▶ _Source extract_
_ _ _ _

LADOL's developer, LiLe, began the construction of the logistics and engineering base in 2001 and commenced full operations in 2006. In June 2006, LADOL was designated as a Free Zone pursuant to the Nigeria Export Processing Zones Act No. 63 1992. Completed at a cost of US$150 million, LADOL's initial infrastructures included: a 200m quay, 8.5m draft, 25-ton/m2 high load bearing area and additional 30-ton bollards at either end that can accommodate up to six supply vessels and three heavy-lift vessels; a hotel; warehouse; office complex; road; water treatment; and underground reticulation.

_ _ _ _

▶ _Provided data_

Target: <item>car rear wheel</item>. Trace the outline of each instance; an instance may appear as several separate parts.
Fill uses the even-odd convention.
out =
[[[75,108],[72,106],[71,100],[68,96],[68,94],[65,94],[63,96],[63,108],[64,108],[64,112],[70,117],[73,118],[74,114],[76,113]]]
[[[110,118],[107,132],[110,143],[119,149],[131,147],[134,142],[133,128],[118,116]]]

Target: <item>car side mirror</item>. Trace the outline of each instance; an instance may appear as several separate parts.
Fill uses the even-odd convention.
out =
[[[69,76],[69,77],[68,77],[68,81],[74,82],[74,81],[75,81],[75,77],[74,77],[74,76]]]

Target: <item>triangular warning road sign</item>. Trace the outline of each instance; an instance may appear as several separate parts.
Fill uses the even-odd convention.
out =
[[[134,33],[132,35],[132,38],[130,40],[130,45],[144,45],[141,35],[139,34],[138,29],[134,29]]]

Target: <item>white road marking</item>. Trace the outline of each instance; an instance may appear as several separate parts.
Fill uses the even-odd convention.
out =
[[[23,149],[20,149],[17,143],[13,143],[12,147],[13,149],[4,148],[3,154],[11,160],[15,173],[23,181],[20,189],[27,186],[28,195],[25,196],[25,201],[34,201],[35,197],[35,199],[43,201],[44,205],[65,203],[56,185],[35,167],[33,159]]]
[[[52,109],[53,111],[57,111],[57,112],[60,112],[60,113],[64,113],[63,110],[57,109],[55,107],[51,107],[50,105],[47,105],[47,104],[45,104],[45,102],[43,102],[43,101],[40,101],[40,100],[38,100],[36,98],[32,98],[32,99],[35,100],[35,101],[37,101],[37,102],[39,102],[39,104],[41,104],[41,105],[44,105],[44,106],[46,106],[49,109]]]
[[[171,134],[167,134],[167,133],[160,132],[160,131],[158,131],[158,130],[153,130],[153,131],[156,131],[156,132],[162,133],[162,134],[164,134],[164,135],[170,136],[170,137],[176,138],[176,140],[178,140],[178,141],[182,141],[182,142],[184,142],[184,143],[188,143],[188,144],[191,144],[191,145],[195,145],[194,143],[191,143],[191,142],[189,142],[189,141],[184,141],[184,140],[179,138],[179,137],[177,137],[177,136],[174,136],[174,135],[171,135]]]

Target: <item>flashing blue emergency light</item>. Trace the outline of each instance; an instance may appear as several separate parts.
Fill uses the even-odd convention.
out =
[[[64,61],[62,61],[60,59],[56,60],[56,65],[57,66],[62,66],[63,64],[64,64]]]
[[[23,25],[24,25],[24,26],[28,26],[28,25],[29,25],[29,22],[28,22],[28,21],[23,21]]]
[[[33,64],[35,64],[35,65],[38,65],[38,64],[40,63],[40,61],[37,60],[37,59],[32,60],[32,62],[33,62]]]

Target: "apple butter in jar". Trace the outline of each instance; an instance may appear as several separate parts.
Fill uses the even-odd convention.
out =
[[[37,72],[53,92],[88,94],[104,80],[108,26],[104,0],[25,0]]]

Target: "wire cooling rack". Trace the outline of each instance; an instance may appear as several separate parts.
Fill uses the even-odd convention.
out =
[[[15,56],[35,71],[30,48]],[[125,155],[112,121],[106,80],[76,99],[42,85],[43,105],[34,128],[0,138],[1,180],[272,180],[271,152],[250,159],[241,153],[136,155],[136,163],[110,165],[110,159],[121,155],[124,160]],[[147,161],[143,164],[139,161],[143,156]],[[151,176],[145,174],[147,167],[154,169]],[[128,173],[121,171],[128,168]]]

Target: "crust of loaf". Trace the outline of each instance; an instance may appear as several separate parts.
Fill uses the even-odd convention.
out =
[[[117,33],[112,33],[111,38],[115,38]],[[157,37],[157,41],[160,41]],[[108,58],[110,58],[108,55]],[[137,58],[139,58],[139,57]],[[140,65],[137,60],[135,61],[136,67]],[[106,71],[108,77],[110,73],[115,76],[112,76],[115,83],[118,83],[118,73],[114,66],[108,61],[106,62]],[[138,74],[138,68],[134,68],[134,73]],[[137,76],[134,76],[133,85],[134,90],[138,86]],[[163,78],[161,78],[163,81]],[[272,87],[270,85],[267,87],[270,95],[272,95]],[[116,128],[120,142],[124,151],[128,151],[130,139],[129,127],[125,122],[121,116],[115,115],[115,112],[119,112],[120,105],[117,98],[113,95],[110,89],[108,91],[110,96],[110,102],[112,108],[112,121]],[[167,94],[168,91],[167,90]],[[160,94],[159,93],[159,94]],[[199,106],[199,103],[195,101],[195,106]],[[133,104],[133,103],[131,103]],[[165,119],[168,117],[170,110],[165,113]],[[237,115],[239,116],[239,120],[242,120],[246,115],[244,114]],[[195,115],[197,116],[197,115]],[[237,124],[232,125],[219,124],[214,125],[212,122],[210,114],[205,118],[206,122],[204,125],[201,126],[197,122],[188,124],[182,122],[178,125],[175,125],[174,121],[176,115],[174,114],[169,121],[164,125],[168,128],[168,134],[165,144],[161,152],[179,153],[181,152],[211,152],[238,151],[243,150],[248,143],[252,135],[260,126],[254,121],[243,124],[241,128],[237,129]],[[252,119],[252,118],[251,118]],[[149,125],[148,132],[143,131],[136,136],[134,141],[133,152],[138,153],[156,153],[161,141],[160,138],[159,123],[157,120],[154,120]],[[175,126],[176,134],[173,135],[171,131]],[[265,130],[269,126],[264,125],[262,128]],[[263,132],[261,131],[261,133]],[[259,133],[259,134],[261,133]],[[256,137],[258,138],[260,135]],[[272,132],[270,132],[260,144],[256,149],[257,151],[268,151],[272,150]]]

_ _ _ _

▶ _Exercises_
(1) In the LADOL passage, print the text between "LADOL's developer, LiLe, began" and "and underground reticulation.", inclusive.
(2) Under which act was LADOL designated as a Free Zone, according to the LADOL passage?
(3) Write the next part of the LADOL passage, picking up after its final sentence.
The material is not relevant here.

▶ _Answer section_
(1)
LADOL's developer, LiLe, began the construction of the logistics and engineering base in 2001 and commenced full operations in 2006. In June 2006, LADOL was designated as a Free Zone pursuant to the Nigeria Export Processing Zones Act No. 63 1992. Completed at a cost of US$150 million, LADOL's initial infrastructures included: a 200m quay, 8.5m draft, 25-ton/m2 high load bearing area and additional 30-ton bollards at either end that can accommodate up to six supply vessels and three heavy-lift vessels; a hotel; warehouse; office complex; road; water treatment; and underground reticulation.

(2) The Nigeria Export Processing Zones Act No. 63 1992.

(3)
In 2015, with the support of Total Upstream Nigeria Limited, LADOL was further expanded to include a new US$300 million Floating Production Storage and Offloading (FPSO) vessel fabrication and integration facility. The FPSO vessel fabrication and integration facility – currently being operated by SHI-MCI FZE, a Nigerian Local Content initiative-driven incorporated joint venture between Samsung Heavy Industries and LADOL's shipyard operator, Mega-Construction and Integration FZE – was initiated to fabricate and integrate Total Egina FPSO in Nigeria and other similar projects expected to be carried out in Africa.

The next phase of LADOL's expansion has been reported to include a dry dock that will be the largest in West Africa and attract as many as 100,000 direct and indirect jobs.